--- Objectif ---
Réécrivez sous forme de liste numérotée les lignes allant de celle qui contient « green metal pole? » jusqu'à celle qui contient « [1078,323,1106,361] », les deux incluses, en omettant les lignes vides.

━━━━━ Données de l'exercice

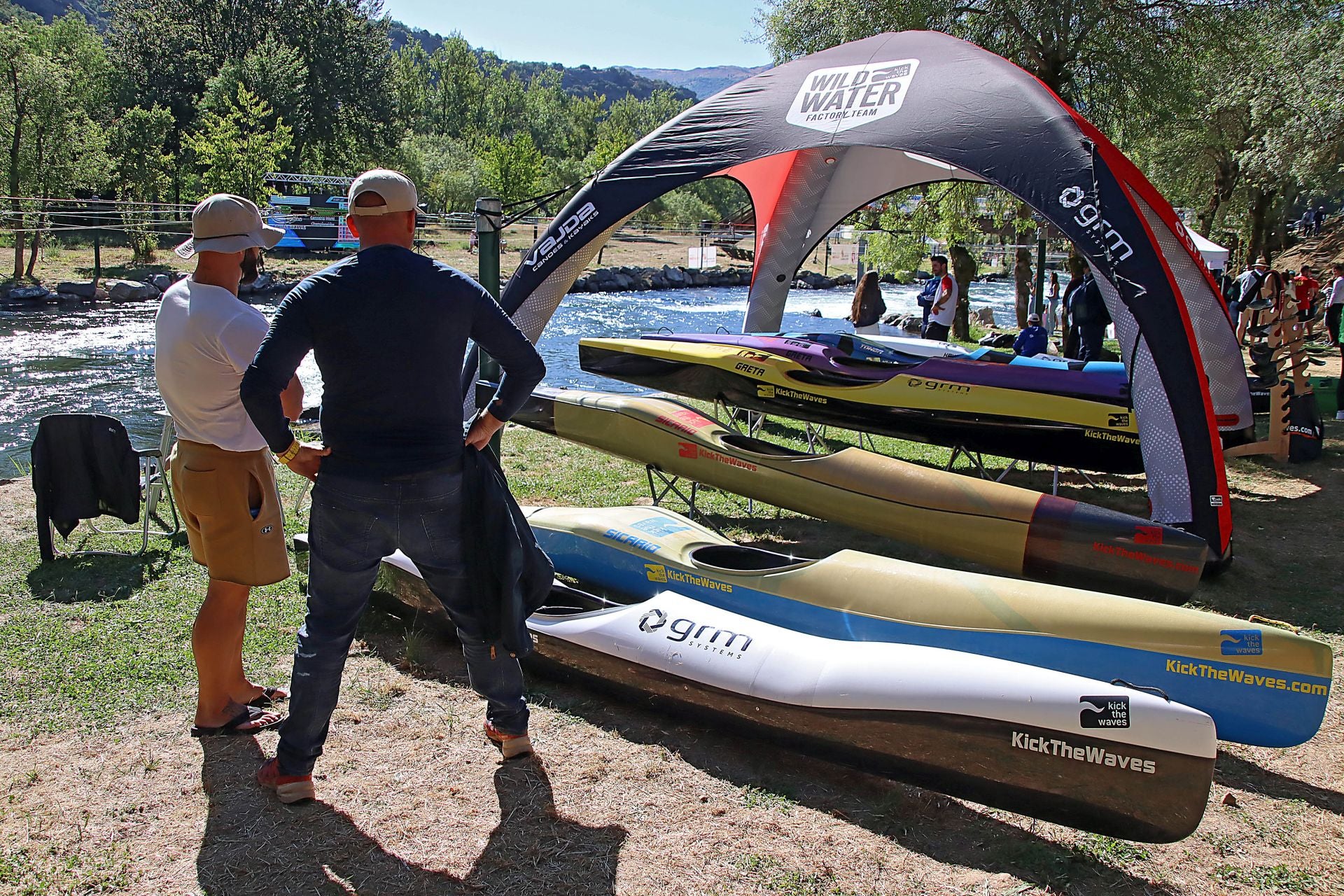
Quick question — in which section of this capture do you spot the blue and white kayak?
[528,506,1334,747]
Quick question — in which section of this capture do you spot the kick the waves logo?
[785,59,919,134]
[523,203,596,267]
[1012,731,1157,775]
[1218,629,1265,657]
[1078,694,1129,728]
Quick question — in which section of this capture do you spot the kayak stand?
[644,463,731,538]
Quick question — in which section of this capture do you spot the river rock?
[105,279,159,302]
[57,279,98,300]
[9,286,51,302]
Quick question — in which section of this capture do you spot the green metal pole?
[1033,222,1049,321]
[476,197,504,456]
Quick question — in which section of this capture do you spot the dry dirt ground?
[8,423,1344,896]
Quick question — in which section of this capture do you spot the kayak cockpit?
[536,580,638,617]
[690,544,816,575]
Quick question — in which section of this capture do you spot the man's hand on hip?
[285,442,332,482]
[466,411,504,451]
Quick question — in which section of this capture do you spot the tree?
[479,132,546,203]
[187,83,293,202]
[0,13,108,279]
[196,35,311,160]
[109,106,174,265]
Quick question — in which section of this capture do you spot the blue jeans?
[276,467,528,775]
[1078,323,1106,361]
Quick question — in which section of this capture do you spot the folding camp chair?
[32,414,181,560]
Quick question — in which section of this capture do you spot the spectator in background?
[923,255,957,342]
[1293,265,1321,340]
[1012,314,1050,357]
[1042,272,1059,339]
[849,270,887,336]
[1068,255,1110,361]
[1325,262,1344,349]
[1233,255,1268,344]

━━━━━━━━━━

--- Sortie attendue ---
1. Quick question — in which section of this capture do you spot the green metal pole?
2. [1033,222,1049,321]
3. [476,197,504,456]
4. Quick question — in which section of this capture do you spot the dry dirt ground?
5. [8,423,1344,896]
6. Quick question — in which section of this capture do you spot the kayak cockpit?
7. [536,580,638,617]
8. [690,544,816,575]
9. Quick question — in which section of this capture do you spot the man's hand on hip?
10. [285,442,332,482]
11. [466,411,504,451]
12. Quick question — in which section of this capture do you spot the tree?
13. [479,132,546,203]
14. [187,83,293,202]
15. [0,13,108,279]
16. [196,35,311,160]
17. [109,106,174,265]
18. Quick question — in which section of this capture do you spot the blue jeans?
19. [276,467,528,775]
20. [1078,323,1106,361]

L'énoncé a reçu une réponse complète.